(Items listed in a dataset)
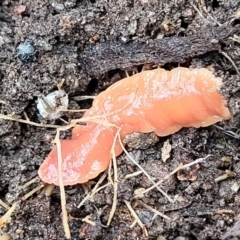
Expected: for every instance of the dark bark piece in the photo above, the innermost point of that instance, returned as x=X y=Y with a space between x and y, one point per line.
x=103 y=57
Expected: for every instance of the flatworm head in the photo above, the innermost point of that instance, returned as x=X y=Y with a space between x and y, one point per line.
x=157 y=101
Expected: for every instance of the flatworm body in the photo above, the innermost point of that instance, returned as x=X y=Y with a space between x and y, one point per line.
x=157 y=101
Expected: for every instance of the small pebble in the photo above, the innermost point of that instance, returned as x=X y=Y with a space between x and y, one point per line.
x=26 y=51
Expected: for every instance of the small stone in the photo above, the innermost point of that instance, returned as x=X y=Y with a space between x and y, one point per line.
x=26 y=51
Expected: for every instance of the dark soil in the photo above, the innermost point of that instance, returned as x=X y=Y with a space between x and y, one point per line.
x=90 y=44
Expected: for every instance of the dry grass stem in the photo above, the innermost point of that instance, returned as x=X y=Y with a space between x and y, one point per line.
x=154 y=210
x=115 y=183
x=136 y=218
x=61 y=186
x=91 y=194
x=29 y=194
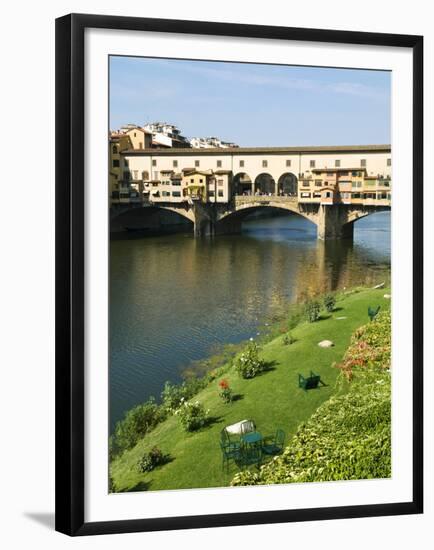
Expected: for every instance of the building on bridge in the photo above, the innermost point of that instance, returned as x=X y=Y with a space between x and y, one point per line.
x=216 y=188
x=348 y=173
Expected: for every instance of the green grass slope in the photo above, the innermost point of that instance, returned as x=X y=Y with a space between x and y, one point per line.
x=273 y=400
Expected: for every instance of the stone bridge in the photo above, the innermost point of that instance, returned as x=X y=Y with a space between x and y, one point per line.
x=333 y=221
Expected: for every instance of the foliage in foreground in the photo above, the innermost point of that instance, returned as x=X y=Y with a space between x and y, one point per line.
x=137 y=422
x=370 y=347
x=248 y=364
x=313 y=309
x=349 y=436
x=151 y=460
x=329 y=302
x=192 y=416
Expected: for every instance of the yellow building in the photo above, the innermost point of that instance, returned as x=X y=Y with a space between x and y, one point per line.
x=196 y=184
x=118 y=192
x=139 y=137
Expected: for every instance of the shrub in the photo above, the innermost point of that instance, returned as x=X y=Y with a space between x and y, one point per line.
x=248 y=364
x=370 y=347
x=349 y=436
x=192 y=415
x=329 y=302
x=312 y=311
x=173 y=394
x=288 y=339
x=225 y=391
x=150 y=460
x=136 y=423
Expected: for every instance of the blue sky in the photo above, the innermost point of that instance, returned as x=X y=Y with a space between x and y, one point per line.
x=253 y=104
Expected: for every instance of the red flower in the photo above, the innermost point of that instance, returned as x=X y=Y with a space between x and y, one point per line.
x=224 y=384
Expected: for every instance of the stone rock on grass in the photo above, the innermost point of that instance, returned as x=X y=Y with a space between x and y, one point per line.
x=325 y=344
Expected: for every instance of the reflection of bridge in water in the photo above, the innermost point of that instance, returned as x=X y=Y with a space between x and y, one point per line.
x=334 y=220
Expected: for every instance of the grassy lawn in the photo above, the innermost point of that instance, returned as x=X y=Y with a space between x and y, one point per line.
x=273 y=400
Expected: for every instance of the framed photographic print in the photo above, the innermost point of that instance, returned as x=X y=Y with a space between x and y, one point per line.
x=238 y=274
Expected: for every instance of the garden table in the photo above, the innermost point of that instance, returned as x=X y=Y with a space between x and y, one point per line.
x=252 y=438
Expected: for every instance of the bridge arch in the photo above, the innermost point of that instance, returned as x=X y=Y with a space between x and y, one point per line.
x=137 y=216
x=265 y=184
x=355 y=215
x=287 y=185
x=241 y=184
x=233 y=220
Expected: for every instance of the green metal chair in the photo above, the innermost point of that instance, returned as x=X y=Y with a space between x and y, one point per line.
x=309 y=382
x=230 y=450
x=273 y=445
x=373 y=312
x=250 y=455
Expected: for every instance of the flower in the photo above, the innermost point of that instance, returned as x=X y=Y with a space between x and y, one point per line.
x=224 y=384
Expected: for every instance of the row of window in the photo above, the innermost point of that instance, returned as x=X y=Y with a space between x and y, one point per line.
x=178 y=193
x=382 y=195
x=312 y=163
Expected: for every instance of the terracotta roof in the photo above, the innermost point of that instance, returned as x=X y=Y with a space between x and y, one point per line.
x=239 y=151
x=358 y=169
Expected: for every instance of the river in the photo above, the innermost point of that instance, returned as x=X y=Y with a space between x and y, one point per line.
x=174 y=298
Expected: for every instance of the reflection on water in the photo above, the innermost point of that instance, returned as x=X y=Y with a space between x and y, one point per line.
x=173 y=298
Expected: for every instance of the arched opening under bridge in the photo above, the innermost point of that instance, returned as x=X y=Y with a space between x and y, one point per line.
x=264 y=220
x=265 y=184
x=288 y=185
x=149 y=220
x=242 y=184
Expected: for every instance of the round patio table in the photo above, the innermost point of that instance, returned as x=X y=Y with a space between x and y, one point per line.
x=251 y=438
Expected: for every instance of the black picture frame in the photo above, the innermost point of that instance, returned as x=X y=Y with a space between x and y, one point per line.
x=70 y=238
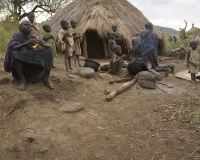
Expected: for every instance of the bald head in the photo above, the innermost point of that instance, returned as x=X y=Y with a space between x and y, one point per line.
x=25 y=27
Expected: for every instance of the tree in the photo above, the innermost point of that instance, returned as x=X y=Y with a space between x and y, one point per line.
x=18 y=9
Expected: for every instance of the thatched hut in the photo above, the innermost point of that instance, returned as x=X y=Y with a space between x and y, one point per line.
x=95 y=18
x=194 y=32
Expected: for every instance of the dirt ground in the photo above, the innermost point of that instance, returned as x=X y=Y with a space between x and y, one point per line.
x=139 y=124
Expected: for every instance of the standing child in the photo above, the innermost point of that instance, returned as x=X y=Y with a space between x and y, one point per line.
x=192 y=60
x=35 y=27
x=111 y=42
x=65 y=43
x=116 y=62
x=77 y=41
x=48 y=37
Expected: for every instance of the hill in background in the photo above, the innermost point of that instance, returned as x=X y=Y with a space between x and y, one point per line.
x=168 y=31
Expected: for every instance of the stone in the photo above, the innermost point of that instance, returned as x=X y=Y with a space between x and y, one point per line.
x=146 y=80
x=56 y=78
x=73 y=76
x=75 y=108
x=87 y=72
x=75 y=71
x=4 y=80
x=105 y=76
x=157 y=75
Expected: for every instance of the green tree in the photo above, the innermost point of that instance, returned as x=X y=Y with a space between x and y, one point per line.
x=18 y=9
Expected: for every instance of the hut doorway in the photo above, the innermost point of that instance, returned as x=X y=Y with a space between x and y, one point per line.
x=95 y=47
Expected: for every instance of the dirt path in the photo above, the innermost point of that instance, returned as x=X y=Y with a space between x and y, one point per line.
x=139 y=124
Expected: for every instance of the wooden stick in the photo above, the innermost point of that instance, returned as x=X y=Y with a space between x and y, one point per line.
x=169 y=46
x=120 y=80
x=121 y=89
x=194 y=152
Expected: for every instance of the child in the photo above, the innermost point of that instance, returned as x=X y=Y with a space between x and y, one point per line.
x=49 y=39
x=77 y=40
x=117 y=37
x=192 y=60
x=35 y=27
x=111 y=42
x=66 y=42
x=116 y=62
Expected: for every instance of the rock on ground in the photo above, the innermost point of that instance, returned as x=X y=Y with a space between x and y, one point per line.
x=146 y=80
x=76 y=107
x=157 y=75
x=87 y=72
x=4 y=80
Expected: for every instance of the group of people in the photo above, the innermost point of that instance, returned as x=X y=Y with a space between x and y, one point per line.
x=31 y=59
x=145 y=50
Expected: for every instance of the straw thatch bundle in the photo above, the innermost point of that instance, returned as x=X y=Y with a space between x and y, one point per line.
x=194 y=32
x=95 y=18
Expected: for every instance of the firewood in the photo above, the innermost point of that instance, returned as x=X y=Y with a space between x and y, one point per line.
x=120 y=80
x=120 y=89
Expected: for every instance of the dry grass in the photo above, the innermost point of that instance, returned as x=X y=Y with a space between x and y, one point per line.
x=100 y=15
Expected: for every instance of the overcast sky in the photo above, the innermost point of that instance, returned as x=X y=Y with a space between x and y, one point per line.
x=170 y=13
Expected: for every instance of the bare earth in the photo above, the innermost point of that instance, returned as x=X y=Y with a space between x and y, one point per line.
x=139 y=124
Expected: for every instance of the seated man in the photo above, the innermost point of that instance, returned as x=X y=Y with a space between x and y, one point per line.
x=25 y=62
x=145 y=47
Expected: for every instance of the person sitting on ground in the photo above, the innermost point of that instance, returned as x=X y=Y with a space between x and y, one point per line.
x=77 y=42
x=28 y=64
x=65 y=43
x=48 y=37
x=111 y=42
x=149 y=50
x=35 y=27
x=116 y=62
x=192 y=60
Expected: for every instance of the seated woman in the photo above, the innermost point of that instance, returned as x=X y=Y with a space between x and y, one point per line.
x=25 y=61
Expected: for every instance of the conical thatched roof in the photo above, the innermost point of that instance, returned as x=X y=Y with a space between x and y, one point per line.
x=193 y=31
x=100 y=15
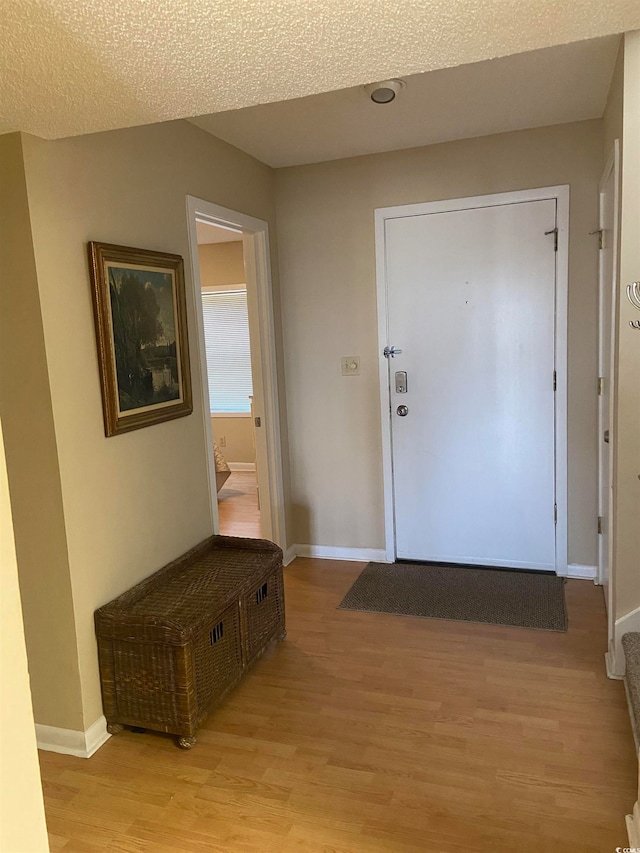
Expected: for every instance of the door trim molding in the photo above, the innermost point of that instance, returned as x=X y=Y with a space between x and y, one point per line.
x=255 y=239
x=560 y=194
x=612 y=167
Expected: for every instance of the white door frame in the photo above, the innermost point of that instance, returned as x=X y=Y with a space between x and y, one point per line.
x=561 y=195
x=255 y=240
x=607 y=292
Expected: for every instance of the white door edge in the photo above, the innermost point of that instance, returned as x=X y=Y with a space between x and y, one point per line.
x=612 y=167
x=561 y=195
x=255 y=239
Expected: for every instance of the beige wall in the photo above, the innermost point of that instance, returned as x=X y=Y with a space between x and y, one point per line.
x=627 y=423
x=328 y=290
x=221 y=264
x=32 y=461
x=22 y=822
x=134 y=501
x=238 y=438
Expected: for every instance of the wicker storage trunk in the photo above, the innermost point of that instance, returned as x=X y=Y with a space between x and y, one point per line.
x=175 y=644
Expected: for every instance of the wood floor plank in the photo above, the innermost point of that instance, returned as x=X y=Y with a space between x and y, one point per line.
x=368 y=733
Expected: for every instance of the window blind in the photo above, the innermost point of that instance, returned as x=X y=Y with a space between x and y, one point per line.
x=226 y=333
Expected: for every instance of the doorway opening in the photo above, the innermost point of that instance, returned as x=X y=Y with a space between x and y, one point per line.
x=236 y=342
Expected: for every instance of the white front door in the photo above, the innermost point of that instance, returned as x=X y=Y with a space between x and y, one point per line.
x=607 y=274
x=470 y=298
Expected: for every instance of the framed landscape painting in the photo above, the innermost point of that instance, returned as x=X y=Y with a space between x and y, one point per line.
x=141 y=330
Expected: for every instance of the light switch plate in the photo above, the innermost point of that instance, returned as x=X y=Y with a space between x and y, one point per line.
x=350 y=365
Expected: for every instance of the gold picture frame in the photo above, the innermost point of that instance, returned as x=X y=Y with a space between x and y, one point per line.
x=141 y=331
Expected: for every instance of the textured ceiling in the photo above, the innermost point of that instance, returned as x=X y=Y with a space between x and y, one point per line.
x=77 y=66
x=533 y=89
x=212 y=234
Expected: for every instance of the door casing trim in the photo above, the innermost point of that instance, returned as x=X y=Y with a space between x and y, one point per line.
x=612 y=168
x=561 y=196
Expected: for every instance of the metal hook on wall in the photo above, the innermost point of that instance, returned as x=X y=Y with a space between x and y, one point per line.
x=633 y=295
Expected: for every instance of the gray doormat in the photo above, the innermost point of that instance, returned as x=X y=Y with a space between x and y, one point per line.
x=522 y=599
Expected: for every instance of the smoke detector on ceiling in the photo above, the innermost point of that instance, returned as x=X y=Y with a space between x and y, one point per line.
x=385 y=91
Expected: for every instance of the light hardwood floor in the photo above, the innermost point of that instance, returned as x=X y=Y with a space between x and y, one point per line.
x=368 y=733
x=238 y=512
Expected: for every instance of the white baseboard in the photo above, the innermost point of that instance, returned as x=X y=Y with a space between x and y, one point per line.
x=615 y=655
x=70 y=742
x=610 y=666
x=331 y=552
x=577 y=570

▶ **WORK REQUIRED**
Please give the lines of the material above as a JSON list of strings, one string per line and no blank lines. Cover only the line with "Expected: for every instance of the blue" through the line with "x=325 y=344", both ends included.

▶ **RESULT OF THIS TASK**
[
  "Expected: for every instance of the blue sky in the photo above, the innermost point of that instance, returned as x=X y=Y with a space between x and y, one point per line.",
  "x=253 y=104",
  "Expected: for every instance of the red flower in the photo above, the innermost point of that instance, returned as x=X y=Y with a space between x and y, one point per line.",
  "x=224 y=384",
  "Expected: for every instance of the stone rock on grass in the photo above, the innermost point of that instance, returned as x=X y=Y with a space between x and y, one point per line.",
  "x=325 y=344"
]